**Task brief**
Copy all of the lines below in full, raising every answer coordinate by 123 and leaving every other number as it stands. Leave the pictures out of your copy.

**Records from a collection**
- - - -

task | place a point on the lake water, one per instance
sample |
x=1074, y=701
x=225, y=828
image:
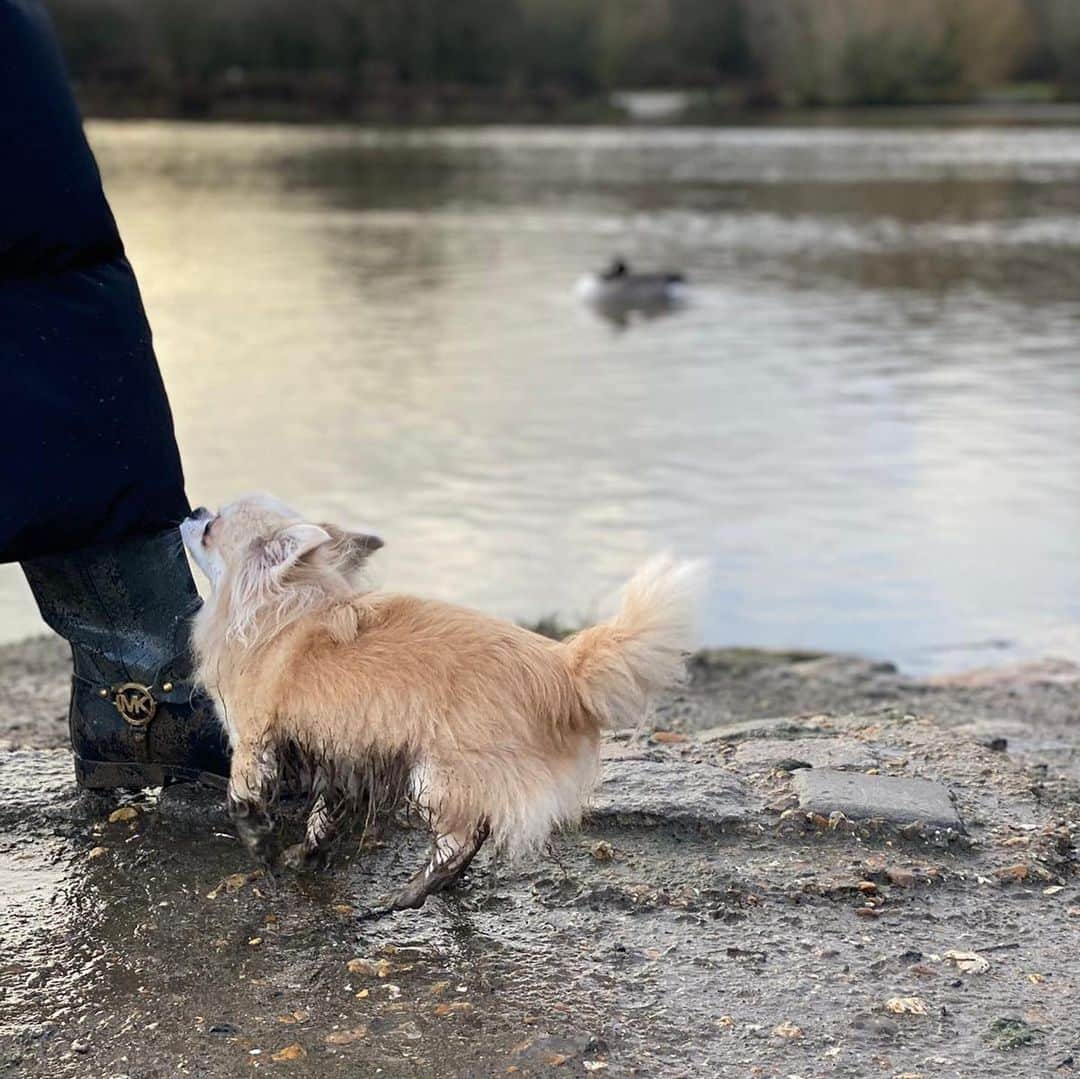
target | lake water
x=867, y=418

- - - -

**Solved problem**
task | place a point on the lake water, one per instance
sample |
x=1074, y=701
x=225, y=828
image:
target | lake water
x=990, y=541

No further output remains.